* **TEXT SHOWN**
Too many of us are suffering it, this time of year. But what few realize is what an insideous problem it is year 'round, for the humble piano teacher. Oh, there are a few blessed with overactive thyroids and genetically hyperactive nervous systems, who manage to remain little sparrows through thousands of lessons. But they're in the minority.
As one trained in performance, I'd never had much of a weight problem. Only after about four years of teaching fulltime, did I begin to notice disturbing developments, yonder. The most notable was the addition of a round sort of appendage directly above my lap; in fact, it seemed to sit on that lap whenever one sat down. Admittedly, it did make a nice, dignified resting shelf for folded hands while one stood, but bending over to pick up a dropped pencil had become problematic.
And so, as middle-age approached, war was declared on the Problem of Fatness. (The current war hadn't begun yet, so there were funds.)

* **ACTIVITY 1**
According to the essay on piano teachers and weight, why were there funds for the war on the Problem of Fatness?
* **ACTIVITY 2**
In the essay on piano teachers and weight, after about how many years of full-time teaching did the narrator begin to notice disturbing developments?
* **ACTIVITY 3**
Extend the essay on piano teachers and weight, continuing after its last sentence.

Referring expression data
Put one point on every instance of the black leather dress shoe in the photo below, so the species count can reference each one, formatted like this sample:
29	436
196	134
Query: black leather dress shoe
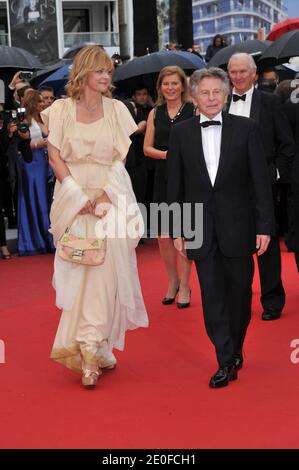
223	376
271	314
238	361
170	300
184	304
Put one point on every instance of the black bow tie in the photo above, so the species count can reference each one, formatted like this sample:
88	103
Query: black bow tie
238	97
210	123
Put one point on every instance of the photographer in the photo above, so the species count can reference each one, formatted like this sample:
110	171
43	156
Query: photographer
17	83
34	191
12	141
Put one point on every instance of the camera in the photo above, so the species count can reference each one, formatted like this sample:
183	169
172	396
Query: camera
25	75
18	117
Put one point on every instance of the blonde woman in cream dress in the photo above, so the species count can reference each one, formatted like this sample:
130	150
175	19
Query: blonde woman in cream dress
87	143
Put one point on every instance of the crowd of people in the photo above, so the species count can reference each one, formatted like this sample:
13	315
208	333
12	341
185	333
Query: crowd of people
226	140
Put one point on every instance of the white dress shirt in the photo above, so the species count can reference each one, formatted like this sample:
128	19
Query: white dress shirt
211	144
242	108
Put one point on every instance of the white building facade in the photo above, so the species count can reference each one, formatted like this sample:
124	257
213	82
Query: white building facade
96	21
236	20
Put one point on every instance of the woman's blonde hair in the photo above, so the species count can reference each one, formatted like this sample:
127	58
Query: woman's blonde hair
89	59
172	70
30	101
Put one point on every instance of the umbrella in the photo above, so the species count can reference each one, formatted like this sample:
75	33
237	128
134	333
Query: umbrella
18	59
253	47
41	75
281	50
143	71
284	27
58	79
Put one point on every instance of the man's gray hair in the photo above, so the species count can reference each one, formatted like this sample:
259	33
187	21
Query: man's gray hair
243	55
212	72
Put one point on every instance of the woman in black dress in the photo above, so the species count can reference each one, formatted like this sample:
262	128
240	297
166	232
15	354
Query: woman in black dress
173	106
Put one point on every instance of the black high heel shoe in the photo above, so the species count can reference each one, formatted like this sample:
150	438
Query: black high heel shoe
184	304
170	300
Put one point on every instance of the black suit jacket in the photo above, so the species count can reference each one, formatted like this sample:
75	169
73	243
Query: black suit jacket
268	113
239	205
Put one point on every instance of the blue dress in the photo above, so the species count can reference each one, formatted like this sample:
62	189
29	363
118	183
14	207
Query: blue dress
34	201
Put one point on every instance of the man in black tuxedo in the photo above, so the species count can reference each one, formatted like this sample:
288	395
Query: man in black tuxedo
266	109
218	160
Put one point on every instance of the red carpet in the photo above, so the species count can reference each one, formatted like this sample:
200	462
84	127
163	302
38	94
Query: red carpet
158	397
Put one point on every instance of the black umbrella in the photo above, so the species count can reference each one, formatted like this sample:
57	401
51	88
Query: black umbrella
282	49
18	59
41	75
253	47
143	71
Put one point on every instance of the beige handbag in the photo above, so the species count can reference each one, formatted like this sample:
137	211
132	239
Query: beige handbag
80	250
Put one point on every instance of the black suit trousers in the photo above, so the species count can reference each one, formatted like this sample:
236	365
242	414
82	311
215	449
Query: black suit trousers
226	300
272	291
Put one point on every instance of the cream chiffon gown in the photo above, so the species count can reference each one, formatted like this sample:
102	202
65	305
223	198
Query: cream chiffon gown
97	321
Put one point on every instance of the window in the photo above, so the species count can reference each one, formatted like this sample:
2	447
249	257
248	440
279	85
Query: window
76	20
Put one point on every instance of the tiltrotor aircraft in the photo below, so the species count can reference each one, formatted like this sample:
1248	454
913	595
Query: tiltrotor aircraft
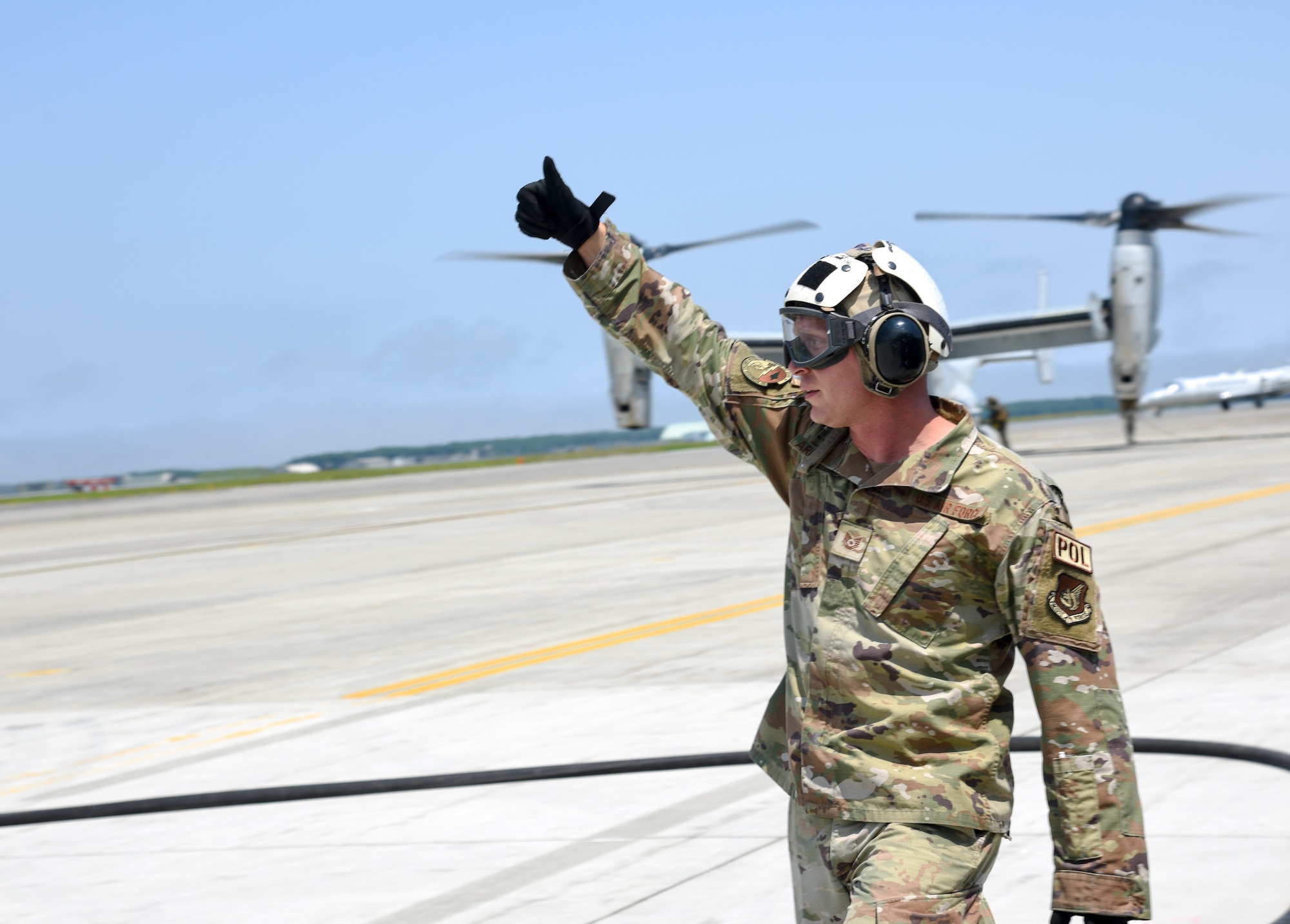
1131	317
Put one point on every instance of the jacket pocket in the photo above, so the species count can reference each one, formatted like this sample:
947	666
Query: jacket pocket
893	576
1077	822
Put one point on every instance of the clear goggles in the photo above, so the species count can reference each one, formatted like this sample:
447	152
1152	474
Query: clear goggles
893	341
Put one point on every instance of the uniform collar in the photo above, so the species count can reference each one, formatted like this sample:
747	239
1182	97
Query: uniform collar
932	470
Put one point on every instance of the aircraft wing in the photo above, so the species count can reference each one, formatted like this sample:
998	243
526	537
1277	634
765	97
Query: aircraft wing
1040	331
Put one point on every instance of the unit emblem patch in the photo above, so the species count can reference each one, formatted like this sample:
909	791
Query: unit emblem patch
1071	553
1069	600
764	372
851	541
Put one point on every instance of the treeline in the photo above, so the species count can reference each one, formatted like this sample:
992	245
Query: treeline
499	448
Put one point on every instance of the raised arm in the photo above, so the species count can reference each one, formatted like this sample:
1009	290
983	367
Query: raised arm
751	404
1095	813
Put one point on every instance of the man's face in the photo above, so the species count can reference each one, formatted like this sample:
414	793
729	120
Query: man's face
835	393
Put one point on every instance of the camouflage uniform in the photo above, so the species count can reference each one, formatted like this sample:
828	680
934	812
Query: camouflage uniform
905	599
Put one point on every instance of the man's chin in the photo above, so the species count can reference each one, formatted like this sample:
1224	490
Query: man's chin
820	415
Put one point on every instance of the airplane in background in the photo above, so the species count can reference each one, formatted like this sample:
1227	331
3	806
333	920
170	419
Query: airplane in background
1131	315
1029	337
1222	389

* **FINAL ANSWER 1**
There were funds because the current war had not begun yet.

* **FINAL ANSWER 2**
After about four years.

* **FINAL ANSWER 3**
First target was the coffee. It was stripped of its enhancements in a single strike. Then all fats were thrown in the slammer, no habeus corpus. Daily walks in brisk marching time were undertaken with gusto, and the regime was strictly observed for four months.
Evidently, this was a far more complicated conflict than what had been anticipated, and could only be brought under control via a troop surge of formidable proportions. Venerably pear-shaped pedagogues would hereinafter consume the day's primary meal--generally protein and a salad--in the early afternoon before teaching began, and the evening meal would consist of celery or a piece of apple. But ONLY after a Jane Fonda or Paula Abdul workout had been completed.
Finally, after three months, the pounds began to shed. Three of them. What was with this body? Was it STUCK? This war was not going at all like the pundits had said it should.
An urgent call went out for private contractors, recruited from an infommercial on late-night TV. Though expensive, they provided a state-of-the-art arsenal of deadly fat-burning capsules that Melanie Griffith swore would destroy the insurgents.
And wouldn't you know, Melanie was right. Within a month, suffering nary casualty nor side effect, our long-suffering soldier had dropped twenty pounds, KERBLAM. It was Shock and Awe's finest hour. The Evildoers had been wiped off of the map. The masses cheered. But the fireworks had only begun, folks. Never, ever underestimate the power of American advanced technology.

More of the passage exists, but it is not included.